● **WORK TASK**
Return only the lines of the listing below that run from the line with "Where can you spot the stadium?" through the line with "Where can you spot the black", both ends included, exactly as written.

● **GIVEN DATA**

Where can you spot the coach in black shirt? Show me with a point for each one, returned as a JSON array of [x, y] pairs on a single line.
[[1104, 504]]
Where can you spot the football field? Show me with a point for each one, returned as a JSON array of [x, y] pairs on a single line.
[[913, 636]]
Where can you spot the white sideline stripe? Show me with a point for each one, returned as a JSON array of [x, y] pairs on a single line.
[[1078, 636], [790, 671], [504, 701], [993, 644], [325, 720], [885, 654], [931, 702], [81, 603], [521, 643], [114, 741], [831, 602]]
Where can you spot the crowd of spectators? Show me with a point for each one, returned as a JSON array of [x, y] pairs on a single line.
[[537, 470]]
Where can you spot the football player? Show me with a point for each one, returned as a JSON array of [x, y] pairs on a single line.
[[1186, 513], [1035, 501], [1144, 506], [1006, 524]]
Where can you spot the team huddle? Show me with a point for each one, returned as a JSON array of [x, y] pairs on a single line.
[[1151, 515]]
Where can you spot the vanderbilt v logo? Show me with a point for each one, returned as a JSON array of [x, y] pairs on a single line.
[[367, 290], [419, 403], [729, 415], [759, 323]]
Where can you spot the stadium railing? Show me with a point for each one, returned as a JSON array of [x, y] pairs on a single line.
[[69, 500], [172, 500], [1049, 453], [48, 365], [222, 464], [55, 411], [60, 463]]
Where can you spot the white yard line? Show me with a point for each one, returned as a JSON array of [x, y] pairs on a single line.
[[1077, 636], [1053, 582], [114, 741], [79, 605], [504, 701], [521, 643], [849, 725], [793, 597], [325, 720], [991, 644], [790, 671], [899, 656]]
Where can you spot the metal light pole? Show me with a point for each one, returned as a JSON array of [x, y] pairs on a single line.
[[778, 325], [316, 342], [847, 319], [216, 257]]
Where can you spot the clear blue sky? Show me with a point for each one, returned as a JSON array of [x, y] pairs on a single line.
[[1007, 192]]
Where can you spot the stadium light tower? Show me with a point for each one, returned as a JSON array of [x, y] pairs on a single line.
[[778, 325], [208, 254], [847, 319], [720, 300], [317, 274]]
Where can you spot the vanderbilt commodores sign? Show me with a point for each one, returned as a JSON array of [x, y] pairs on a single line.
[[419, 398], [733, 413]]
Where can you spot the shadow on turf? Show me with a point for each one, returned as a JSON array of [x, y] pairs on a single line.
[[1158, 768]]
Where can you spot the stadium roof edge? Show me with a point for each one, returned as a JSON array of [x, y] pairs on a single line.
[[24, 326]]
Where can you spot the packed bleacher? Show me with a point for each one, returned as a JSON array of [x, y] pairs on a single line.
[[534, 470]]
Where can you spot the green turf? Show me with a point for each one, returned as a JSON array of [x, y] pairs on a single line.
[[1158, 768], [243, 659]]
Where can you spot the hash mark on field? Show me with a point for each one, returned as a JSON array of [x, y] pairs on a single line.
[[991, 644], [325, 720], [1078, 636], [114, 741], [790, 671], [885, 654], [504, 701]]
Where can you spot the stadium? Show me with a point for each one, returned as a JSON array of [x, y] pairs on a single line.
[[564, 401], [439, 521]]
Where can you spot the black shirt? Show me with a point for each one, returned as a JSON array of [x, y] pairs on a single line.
--
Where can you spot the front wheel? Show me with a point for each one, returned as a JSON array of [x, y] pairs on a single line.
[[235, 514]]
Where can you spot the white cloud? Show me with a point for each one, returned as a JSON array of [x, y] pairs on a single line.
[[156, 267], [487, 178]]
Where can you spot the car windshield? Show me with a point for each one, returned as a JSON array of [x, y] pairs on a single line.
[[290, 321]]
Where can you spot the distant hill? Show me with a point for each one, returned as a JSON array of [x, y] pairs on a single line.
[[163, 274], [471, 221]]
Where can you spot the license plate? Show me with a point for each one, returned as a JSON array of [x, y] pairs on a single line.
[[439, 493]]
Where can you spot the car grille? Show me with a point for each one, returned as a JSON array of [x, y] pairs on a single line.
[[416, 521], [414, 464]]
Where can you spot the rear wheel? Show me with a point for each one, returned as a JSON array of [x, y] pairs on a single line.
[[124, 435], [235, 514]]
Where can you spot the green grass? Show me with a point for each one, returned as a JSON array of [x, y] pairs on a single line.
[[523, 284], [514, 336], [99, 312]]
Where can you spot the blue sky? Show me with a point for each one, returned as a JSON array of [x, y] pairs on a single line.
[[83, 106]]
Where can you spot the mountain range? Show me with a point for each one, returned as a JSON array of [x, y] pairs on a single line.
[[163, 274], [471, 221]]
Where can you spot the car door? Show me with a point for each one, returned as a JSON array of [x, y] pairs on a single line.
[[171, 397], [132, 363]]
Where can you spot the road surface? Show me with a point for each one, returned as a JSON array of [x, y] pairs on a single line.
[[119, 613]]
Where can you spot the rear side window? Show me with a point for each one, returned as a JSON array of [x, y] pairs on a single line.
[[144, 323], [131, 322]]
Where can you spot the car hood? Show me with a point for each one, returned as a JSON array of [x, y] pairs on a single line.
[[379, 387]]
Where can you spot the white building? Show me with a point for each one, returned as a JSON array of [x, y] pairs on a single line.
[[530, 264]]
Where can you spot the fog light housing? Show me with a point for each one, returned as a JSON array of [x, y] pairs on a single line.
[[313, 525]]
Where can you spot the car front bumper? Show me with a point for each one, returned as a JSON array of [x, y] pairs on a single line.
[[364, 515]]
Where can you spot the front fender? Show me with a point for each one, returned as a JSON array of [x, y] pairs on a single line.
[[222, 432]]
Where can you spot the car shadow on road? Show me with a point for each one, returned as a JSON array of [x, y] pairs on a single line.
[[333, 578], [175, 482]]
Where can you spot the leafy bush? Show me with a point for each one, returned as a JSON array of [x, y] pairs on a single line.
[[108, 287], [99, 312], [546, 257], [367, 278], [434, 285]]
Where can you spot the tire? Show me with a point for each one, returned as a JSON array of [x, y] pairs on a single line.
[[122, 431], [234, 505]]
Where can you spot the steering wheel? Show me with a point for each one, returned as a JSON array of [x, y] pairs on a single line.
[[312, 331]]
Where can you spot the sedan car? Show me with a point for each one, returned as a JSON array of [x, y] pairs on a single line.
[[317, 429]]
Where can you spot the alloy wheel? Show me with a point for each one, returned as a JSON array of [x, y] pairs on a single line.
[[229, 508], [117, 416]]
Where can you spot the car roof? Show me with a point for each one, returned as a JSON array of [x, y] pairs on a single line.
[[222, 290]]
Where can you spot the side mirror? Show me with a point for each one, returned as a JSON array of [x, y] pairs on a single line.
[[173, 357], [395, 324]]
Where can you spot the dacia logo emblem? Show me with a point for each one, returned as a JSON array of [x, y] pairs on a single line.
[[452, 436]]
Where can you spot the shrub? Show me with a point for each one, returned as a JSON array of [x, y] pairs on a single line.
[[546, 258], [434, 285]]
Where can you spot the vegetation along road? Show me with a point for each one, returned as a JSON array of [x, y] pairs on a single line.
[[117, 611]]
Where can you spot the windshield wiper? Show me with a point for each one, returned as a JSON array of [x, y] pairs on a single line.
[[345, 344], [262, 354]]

● **ANSWER SECTION**
Where can you spot the stadium? Show me with a point for each one, returned as a JSON array of [x, y] pairs on a single line.
[[564, 401], [439, 521]]
Where can you spot the black shirt? Show me with a point for each one, returned as a JSON array of [x, y] pairs on a single line.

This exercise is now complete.